*Arbeitsauftrag A*. Welche Verletzungen erlitt die Klägerin laut dem Text über den Unfall auf dem Parkplatz?
*Arbeitsauftrag B*. Setzen Sie den Text über den Unfall auf dem Parkplatz im gleichen sachlichen Stil mit einigen Sätzen fort.

Am 19.10.2012 bemerkte die Klägerin nach Rückkehr von einer Wanderung, dass der bei der Beigeladenen (Kfz-Haftpflichtversicherung) versicherte Führer eines Pkw auf einem Parkplatz Probleme hatte. Die Klägerin vernahm laute Motorgeräusche und durchdrehende Reifen. Sie begab sich anschließend mit drei weiteren Personen zu dem Pkw. Zu einem Anschieben des Pkw kam es nicht. Stattdessen gelang es dem Pkw-Fahrer, doch noch den Rückwärtsgang einzulegen und zurückzufahren. Dabei erfasste der Pkw die Klägerin und überrollte diese. Die Klägerin erlitt  unter anderem Verletzungen am rechten Arm und rechten Ober- und Unterschenkel. Die Beklagte lehnt die Anerkennung dieses Ereignisses als Arbeitsunfall ab. Auch unter dem Aspekt der „Pannenhilfe“ komme ein Versicherungsschutz nach § 2 Abs. 2 SGB VII nicht in Betracht, da der Pkw tatsächlich verkehrstüchtig gewesen sei. Eine Panne habe objektiv gar nicht vorgelegen. Es sei nicht zu erkennen, dass die Klägerin und die sie begleitenden Personen mit der Absicht tätig geworden seien, beim Ausparken oder Zurücksetzen des Pkw zu helfen. Die Voraussetzungen des § 2 Abs. 1 Nr. 13a SGB VII seien ebenfalls nicht erfüllt.

*Zu prüfende Daten*.
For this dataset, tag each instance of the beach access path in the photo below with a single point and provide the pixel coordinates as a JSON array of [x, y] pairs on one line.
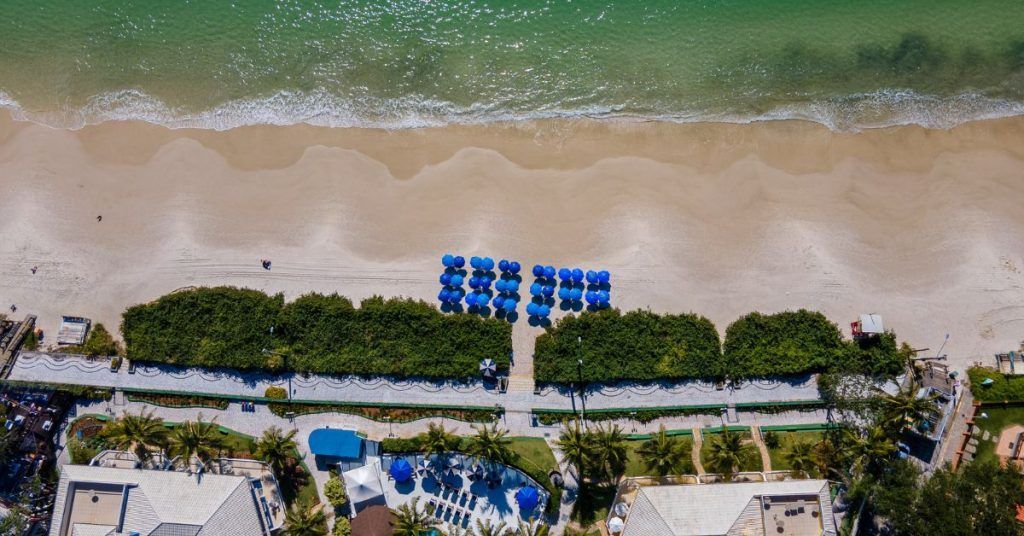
[[78, 370]]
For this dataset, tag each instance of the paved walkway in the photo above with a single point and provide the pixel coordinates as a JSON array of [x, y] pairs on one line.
[[56, 368], [759, 441], [695, 452]]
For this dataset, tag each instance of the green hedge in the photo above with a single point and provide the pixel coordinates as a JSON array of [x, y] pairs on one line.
[[635, 345], [208, 327], [400, 337], [230, 327], [803, 341], [1004, 388]]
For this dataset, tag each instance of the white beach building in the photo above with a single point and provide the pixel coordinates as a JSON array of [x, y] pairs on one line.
[[799, 507], [115, 501]]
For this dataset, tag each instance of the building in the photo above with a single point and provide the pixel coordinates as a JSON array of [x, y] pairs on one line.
[[796, 507], [95, 500]]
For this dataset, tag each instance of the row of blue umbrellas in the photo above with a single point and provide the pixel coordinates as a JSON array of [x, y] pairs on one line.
[[484, 263]]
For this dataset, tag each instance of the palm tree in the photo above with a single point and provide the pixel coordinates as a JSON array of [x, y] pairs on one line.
[[800, 456], [436, 440], [485, 528], [727, 453], [195, 439], [529, 528], [275, 448], [576, 447], [664, 455], [609, 452], [303, 520], [411, 521], [904, 406], [491, 444], [867, 449], [141, 434]]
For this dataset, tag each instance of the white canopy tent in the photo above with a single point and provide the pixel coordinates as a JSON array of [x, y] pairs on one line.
[[364, 484]]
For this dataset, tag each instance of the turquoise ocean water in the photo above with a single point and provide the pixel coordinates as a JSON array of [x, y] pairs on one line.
[[217, 64]]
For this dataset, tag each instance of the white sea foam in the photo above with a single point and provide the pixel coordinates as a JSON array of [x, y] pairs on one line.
[[882, 109]]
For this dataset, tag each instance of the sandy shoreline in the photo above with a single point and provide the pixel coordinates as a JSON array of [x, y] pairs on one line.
[[924, 227]]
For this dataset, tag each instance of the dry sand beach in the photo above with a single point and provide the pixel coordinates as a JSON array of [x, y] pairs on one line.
[[924, 227]]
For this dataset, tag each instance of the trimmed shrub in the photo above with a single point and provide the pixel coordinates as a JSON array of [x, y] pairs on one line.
[[1003, 388], [399, 337], [230, 327], [275, 393], [334, 490], [790, 342], [209, 327], [635, 345]]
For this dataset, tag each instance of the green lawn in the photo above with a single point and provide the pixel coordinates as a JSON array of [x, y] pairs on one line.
[[535, 451], [636, 467], [785, 440], [752, 461], [998, 418]]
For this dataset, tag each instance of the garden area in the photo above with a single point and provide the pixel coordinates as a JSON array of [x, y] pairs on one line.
[[247, 329], [145, 436], [733, 448], [786, 449], [686, 346], [659, 346]]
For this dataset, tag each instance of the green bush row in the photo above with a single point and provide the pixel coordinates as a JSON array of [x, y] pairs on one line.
[[1003, 388], [410, 445], [247, 329], [643, 345]]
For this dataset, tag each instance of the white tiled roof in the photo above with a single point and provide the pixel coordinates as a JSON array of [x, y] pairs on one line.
[[170, 503], [709, 509]]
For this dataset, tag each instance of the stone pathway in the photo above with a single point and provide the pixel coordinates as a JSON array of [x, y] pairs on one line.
[[759, 442], [695, 453]]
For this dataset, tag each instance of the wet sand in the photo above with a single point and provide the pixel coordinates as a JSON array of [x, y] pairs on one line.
[[923, 227]]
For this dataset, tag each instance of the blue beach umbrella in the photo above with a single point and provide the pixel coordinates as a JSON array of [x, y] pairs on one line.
[[400, 470], [527, 497]]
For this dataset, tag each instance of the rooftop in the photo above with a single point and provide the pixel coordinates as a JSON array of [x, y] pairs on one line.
[[800, 507], [121, 501]]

*Schriftliche Antwort A*. Sie erlitt unter anderem Verletzungen am rechten Arm und am rechten Ober- und Unterschenkel.

*Schriftliche Antwort B*.
Die Klage wies das SG Gotha ab. Die Klägerin habe dem Fahrzeugführer allenfalls Hinweise zur Bedienung seines Pkw gegeben. Dies rechtfertige weder die Annahme einer sog. Wie-Beschäftigung noch einer Nothilfesituation. Dagegen richtet sich die Berufung der beigeladenen Kfz-Versicherung. Das SG trenne den einheitlichen Hilfeleistungsvorgang zu Unrecht und spalte ihn in zwei verschiedene Vorgänge künstlich auf. Das LSG hat die Klägerin persönlich und drei Zeugen gehört.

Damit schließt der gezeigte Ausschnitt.